Start of RECORDS FOR PROCESSING
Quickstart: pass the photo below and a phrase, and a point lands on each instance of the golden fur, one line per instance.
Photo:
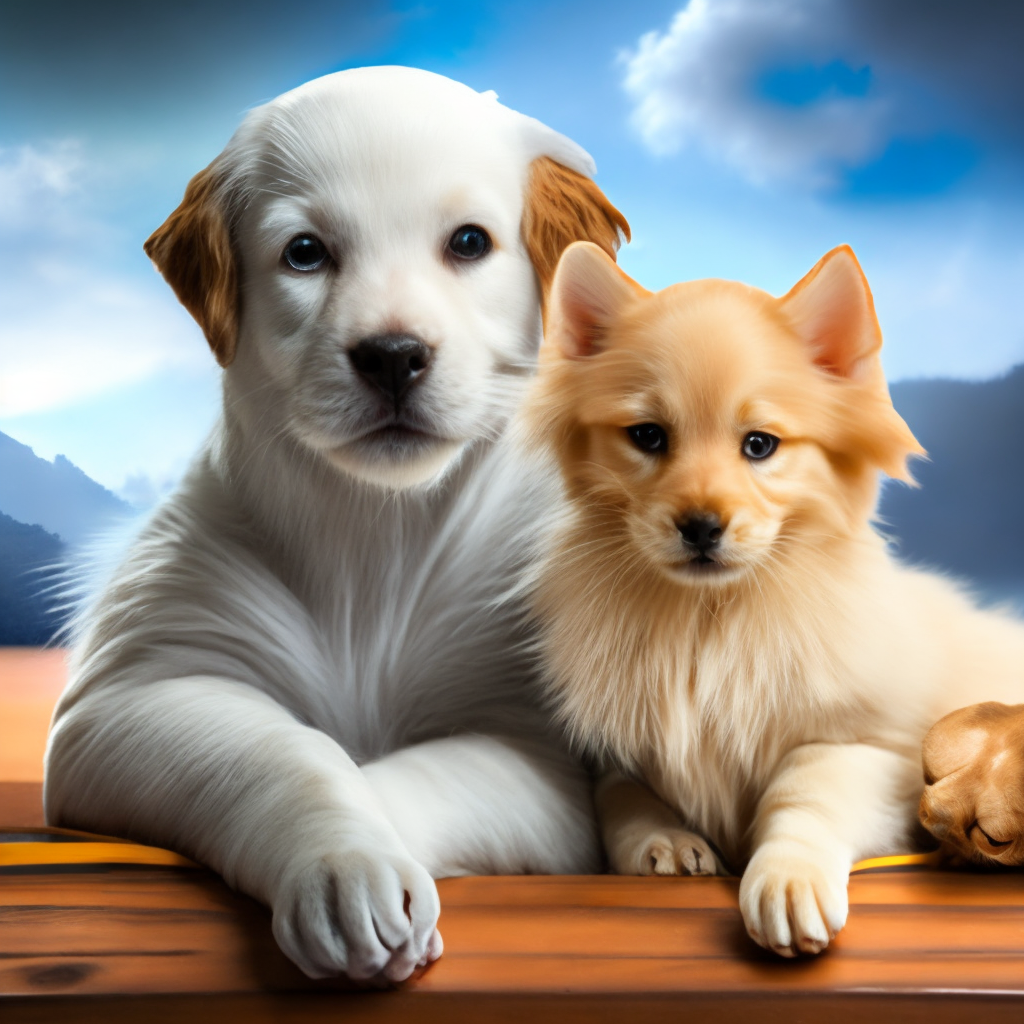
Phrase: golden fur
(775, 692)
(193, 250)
End of RECORDS FOR PROCESSING
Start of RECORDS FOR PROCESSING
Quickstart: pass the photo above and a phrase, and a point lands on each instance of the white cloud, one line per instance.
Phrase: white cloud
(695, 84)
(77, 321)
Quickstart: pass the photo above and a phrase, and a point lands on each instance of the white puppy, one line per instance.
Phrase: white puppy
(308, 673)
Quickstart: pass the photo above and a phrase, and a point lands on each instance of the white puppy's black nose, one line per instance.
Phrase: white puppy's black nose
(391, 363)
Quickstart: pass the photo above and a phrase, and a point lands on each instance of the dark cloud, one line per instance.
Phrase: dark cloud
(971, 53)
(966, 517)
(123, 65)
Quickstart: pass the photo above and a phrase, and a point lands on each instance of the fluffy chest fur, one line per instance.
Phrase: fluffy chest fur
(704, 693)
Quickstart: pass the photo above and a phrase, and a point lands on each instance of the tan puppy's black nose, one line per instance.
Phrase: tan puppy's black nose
End of RECORDS FOR PROCESSING
**PROBLEM**
Gather each line of the records above that contains the string "fluffy", matching case exactly.

**OUTPUT FOR THIS TASK**
Quickstart: pass the photo above and a phrase, and a point lands on each instance of the fluffy chest fur, one line per instance.
Phrase: fluffy chest fur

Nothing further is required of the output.